Julia Malye
Balland
janvier 2013
250 p.
ebook avec DRM 12,99 €
 
 
 
Rencontre avec Julia Malye

 

Elle est jeune, elle est ravissante et elle en est déjà à son deuxième roman. Julia Malye nous parle de « Thémoé ».

Un jeune homme condamné par un mal incurable, et qui sait qu’il ne fêtera pas ses 21 ans… Pourquoi, alors que vous êtes une jeune romancière de 18 ans,  avoir choisi un tel sujet ?
On a souvent tendance à radicaliser la distinction jeunesse/maturité : jeune, on est censé être frivole et insouciant à souhait, comme s’il fallait attendre de vieillir pour penser à la mort. Je ne suis pas morbide – j’espère que vous n’avez pas pris ce livre pour celui d’une dépressive – mais je pense simplement que l’adolescence est le moment où on est confronté à la mort pour les premières fois – les grands-parents qui s’en vont par exemple. Au-delà de ça, c’est aussi l’âge des décisions, des grandes interrogations, remises en question, celles qui déterminent ce que nous serons plus tard. Alors forcément, on en vient souvent à se poser la question, si tout s’arrêtait maintenant… Mais encore une fois, l’objet de ce livre n’est pas la mort : c’est l’idée de la mort en négatif, ce qu’elle ajoute de beau à la vie quand il est grand temps d’en profiter.

Vous soulevez une question que l’on se pose au moins une fois dans une vie: s’il ne me restait que quelques semaines à vivre, à quoi les emploierais-je ? Pour vous, comme pour Thémoé, ce serait le voyage ?
J’aimerais vous répondre que oui, pour moi aussi, ce serait le voyage. A vrai dire, je n’en sais rien ; je crois qu’il faut aussi pas mal de courage et d’égoïsme pour partir comme Thémoé le fait. Au-delà de la question de franchir le pas, la marche de train, je choisirai moi aussi de voyager. C’est le moyen le plus sûr d’en apprendre beaucoup sur soi, tout en se dégageant de toutes les petites habitudes qui nous renvoient sans cesse à nous. Je crois que voir un nouveau morceau de désert tous les jours, ça distrait un peu de ce qu’on est, il y aura toujours un lever de soleil sur le Sahara sans nous.

Le voyage… Vous décrivez les lieux, les odeurs, les ambiances, les couchers de soleil comme si vous y étiez. Google, ou avez-vous vous-même beaucoup voyagé ?

-- EXTRAITS DE DONNÉES --

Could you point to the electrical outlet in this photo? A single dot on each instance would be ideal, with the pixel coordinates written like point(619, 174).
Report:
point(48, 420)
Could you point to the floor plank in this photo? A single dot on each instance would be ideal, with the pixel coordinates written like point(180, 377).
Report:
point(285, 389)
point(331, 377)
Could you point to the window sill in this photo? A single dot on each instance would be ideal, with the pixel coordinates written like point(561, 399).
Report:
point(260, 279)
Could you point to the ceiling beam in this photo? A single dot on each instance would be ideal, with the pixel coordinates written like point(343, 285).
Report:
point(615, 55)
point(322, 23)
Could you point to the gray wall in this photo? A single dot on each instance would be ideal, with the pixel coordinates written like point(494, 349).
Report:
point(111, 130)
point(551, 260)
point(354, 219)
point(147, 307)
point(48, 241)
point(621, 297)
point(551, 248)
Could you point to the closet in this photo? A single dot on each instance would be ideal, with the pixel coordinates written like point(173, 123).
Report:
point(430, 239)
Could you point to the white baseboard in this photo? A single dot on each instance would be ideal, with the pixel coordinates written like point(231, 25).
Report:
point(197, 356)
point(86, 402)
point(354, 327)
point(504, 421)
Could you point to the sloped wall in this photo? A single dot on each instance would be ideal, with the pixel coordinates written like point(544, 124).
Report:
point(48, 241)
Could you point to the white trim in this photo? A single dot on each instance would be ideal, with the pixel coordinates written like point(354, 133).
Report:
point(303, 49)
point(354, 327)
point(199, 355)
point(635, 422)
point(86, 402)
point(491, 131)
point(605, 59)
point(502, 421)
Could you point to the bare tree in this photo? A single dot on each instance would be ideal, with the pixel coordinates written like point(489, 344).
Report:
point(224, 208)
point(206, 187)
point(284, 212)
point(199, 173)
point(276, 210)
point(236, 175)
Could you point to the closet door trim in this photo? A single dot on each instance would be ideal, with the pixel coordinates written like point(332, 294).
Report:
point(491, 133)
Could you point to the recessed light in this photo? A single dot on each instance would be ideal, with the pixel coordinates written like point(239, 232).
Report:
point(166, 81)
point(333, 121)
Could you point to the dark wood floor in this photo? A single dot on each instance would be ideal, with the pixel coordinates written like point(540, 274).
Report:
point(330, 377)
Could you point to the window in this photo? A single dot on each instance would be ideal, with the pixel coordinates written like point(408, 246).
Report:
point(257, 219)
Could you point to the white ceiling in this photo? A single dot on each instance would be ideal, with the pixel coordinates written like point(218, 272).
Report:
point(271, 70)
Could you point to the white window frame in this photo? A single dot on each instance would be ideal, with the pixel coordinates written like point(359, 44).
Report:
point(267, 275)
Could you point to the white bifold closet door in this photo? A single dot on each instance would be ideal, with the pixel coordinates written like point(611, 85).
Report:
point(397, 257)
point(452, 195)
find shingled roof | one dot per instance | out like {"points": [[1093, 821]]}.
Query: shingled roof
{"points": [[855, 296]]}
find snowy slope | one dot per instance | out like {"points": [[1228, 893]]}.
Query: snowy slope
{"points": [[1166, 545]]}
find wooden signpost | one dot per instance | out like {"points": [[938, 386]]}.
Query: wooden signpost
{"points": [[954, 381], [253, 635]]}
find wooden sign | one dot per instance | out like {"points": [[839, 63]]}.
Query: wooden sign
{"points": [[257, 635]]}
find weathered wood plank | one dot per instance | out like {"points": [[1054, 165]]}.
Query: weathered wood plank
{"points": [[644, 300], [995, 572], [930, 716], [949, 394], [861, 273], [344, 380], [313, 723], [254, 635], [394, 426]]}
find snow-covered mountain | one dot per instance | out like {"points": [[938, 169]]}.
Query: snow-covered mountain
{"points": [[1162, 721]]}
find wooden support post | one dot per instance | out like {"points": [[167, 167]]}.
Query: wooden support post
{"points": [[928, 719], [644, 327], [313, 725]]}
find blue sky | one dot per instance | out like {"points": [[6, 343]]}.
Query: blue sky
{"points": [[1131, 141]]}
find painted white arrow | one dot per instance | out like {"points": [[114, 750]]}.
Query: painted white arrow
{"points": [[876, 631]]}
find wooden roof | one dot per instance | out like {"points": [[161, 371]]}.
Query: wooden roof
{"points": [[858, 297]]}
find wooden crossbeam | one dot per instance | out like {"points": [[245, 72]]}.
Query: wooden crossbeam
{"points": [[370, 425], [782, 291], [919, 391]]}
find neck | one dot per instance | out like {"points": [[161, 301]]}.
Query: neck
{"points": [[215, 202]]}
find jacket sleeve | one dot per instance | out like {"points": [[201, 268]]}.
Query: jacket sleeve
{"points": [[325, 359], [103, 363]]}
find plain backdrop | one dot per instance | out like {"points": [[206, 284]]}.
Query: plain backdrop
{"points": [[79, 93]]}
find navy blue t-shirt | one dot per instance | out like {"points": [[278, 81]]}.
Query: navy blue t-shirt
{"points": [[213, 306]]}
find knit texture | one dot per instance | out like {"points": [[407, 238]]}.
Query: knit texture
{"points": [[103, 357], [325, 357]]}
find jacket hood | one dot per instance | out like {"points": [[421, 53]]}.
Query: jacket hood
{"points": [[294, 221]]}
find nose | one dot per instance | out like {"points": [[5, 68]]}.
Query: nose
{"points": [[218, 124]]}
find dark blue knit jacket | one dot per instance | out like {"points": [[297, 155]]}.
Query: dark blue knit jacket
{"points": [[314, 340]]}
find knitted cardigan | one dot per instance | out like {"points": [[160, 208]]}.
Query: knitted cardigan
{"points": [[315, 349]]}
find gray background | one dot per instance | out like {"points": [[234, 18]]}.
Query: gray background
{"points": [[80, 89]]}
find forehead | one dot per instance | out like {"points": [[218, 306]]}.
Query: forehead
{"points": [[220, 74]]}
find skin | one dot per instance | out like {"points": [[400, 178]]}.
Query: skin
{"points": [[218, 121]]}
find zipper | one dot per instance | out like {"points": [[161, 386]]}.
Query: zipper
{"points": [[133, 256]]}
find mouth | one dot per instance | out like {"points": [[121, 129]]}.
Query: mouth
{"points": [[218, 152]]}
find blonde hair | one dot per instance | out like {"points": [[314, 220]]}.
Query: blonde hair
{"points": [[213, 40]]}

-- CONSIGNE --
Condensez le paragraphe de l'entretien qui débute par « On a souvent tendance à radicaliser » sans en perdre les idées principales.

-- RÉPONSE --
On oppose souvent la jeunesse, censée être frivole et insouciante, à la maturité, comme s'il fallait vieillir pour penser à la mort. Sans être morbide, je pense que l'adolescence est le moment où l'on rencontre la mort pour la première fois, par exemple quand des grands-parents disparaissent. C'est aussi l'âge des décisions et des grandes interrogations qui déterminent notre avenir. On en vient donc à se demander ce qui se passerait si tout s'arrêtait maintenant. Pourtant, ce livre ne parle pas de la mort. Il parle de son idée en négatif, de la beauté qu'elle ajoute à la vie quand il est temps d'en profiter.